■ Exercise description
When the line with "Target: overcast sky" appears below, start repeating lines exactly, and keep going through the line with "Target: gravel ground"; add nothing outside that span.

"""

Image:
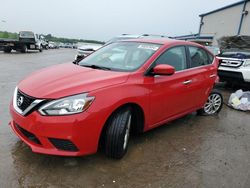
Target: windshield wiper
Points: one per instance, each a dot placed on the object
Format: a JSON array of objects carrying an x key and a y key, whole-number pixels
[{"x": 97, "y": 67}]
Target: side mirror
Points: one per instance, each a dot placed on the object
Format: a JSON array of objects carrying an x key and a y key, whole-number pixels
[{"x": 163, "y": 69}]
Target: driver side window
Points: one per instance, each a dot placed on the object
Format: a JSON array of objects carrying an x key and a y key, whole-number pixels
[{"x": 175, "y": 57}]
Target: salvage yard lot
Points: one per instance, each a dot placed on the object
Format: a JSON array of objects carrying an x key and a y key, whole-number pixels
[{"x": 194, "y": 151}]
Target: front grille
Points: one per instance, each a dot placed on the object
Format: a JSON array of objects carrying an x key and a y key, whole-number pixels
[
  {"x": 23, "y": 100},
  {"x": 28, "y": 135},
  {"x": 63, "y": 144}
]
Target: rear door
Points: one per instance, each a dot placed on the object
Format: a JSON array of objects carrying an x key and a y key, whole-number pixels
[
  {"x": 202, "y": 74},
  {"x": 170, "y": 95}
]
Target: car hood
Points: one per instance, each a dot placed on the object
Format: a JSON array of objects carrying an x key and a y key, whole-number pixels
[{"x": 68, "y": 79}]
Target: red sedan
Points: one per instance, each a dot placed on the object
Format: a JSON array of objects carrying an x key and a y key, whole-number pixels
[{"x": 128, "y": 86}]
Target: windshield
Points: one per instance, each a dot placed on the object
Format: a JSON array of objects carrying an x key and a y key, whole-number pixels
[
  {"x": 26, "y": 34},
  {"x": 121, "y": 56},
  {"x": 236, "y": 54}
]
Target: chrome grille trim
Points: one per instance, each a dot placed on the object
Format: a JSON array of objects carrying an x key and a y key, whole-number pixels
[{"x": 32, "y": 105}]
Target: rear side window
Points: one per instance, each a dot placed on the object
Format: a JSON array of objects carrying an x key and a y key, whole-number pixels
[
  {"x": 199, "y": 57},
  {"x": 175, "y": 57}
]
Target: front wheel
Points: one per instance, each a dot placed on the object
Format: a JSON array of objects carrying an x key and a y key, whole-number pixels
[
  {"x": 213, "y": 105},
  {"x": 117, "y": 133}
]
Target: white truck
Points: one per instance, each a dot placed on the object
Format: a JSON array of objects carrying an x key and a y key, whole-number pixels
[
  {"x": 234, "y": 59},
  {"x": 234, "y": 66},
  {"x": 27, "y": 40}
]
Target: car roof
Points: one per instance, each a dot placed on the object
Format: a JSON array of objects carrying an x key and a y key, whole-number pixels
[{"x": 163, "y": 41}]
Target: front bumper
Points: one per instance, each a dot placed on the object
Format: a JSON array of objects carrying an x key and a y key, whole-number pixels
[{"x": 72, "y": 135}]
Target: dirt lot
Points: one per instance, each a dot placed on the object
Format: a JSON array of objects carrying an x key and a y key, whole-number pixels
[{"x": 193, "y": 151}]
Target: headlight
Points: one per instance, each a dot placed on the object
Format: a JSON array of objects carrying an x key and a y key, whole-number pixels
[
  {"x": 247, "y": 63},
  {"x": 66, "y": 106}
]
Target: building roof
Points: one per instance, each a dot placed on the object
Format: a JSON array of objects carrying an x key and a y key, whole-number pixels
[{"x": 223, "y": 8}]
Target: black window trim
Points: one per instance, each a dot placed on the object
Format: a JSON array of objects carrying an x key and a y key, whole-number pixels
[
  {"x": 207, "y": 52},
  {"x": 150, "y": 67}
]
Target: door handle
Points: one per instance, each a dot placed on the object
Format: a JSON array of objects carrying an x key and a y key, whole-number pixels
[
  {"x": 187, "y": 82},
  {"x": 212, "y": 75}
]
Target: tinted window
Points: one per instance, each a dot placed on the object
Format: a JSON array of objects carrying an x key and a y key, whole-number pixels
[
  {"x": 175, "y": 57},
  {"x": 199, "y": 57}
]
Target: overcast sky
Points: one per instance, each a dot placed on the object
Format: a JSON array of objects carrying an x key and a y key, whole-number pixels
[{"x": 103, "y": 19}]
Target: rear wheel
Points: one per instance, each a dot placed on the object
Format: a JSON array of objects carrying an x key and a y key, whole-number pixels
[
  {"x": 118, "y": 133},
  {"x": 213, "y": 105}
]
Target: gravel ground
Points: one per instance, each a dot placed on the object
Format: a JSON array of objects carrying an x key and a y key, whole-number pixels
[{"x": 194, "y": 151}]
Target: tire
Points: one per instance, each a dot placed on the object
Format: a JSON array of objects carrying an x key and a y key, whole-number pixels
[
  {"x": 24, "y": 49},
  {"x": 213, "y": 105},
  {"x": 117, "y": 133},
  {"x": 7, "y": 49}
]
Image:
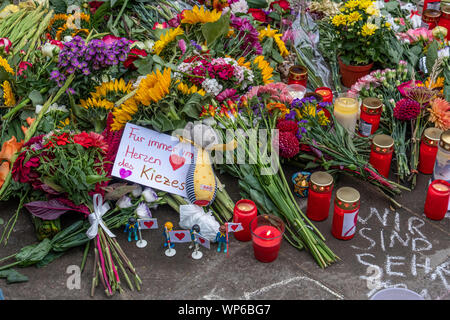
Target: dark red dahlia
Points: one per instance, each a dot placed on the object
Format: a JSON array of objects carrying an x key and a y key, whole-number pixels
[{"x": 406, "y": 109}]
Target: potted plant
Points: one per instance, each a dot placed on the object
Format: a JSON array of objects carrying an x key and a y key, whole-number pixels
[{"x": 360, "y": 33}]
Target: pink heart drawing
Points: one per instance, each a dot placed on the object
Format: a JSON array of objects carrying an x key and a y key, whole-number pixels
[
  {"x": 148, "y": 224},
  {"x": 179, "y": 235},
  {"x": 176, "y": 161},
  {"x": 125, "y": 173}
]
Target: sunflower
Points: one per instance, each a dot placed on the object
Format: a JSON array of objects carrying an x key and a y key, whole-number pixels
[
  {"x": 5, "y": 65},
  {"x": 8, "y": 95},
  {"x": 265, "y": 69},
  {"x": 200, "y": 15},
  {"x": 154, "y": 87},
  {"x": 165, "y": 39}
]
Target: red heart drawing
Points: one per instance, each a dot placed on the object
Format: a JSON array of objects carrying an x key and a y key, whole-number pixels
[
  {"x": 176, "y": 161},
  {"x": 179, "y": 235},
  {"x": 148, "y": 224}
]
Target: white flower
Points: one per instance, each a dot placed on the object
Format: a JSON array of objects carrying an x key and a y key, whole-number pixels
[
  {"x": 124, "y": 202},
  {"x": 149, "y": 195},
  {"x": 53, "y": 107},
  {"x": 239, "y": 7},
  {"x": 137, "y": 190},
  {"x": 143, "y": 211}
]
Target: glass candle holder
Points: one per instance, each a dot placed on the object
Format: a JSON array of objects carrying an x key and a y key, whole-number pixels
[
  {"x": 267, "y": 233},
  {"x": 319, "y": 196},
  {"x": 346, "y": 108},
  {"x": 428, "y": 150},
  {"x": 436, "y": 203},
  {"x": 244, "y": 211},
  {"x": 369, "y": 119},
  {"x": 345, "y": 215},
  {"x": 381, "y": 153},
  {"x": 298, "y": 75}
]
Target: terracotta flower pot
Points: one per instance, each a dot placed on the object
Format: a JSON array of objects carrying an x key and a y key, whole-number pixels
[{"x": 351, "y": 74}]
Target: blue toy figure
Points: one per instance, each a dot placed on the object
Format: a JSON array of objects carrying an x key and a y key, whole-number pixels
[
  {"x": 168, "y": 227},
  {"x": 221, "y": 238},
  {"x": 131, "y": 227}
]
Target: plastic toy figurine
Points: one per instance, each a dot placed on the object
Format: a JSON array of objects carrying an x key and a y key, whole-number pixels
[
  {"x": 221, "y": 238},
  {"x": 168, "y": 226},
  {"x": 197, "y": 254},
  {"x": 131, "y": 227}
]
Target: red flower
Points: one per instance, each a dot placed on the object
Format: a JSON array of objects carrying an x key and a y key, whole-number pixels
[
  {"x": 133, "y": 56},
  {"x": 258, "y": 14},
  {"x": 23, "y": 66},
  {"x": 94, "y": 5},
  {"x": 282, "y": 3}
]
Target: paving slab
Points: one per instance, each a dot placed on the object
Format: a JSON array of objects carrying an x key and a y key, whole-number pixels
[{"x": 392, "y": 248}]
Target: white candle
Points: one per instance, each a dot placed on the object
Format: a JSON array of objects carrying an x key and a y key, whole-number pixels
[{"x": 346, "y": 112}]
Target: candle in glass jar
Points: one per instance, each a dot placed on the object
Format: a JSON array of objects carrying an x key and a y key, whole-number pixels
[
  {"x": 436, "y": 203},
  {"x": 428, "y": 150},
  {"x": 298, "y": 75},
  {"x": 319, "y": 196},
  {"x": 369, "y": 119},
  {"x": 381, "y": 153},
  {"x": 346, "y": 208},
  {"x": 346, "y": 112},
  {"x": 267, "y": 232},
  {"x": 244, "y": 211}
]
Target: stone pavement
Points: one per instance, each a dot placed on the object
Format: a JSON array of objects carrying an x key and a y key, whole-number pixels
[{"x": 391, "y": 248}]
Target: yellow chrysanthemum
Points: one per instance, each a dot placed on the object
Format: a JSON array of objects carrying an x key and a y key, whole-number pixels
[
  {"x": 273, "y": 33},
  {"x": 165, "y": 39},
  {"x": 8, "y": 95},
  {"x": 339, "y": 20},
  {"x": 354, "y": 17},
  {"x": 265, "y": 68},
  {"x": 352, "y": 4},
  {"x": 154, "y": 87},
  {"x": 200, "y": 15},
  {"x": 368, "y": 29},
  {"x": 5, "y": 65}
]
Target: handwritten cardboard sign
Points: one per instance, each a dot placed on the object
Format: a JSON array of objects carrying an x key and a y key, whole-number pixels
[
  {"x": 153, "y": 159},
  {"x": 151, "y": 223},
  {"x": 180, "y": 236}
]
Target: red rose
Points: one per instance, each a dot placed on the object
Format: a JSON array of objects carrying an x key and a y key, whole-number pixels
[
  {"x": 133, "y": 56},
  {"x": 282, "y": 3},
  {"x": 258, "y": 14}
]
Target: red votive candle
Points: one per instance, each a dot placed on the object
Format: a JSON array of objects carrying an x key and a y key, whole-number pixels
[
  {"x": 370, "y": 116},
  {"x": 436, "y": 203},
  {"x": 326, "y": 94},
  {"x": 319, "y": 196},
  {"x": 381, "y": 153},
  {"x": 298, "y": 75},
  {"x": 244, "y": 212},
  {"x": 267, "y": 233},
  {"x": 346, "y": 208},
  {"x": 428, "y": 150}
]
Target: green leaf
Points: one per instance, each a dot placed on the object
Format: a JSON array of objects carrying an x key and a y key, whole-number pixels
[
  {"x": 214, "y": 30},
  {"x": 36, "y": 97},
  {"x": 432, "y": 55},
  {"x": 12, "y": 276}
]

"""

■ Written answer
Target: overcast sky
Points: one per instance, each a dot placed on the object
Format: a JSON array of objects carrying an x key and a y key, whole-number pixels
[{"x": 103, "y": 19}]
Target: rear wheel
Points: one per instance, each a dot placed on the object
Format: a JSON array of objects carrying an x key and a y key, whole-number pixels
[
  {"x": 118, "y": 133},
  {"x": 213, "y": 105}
]
Target: gravel ground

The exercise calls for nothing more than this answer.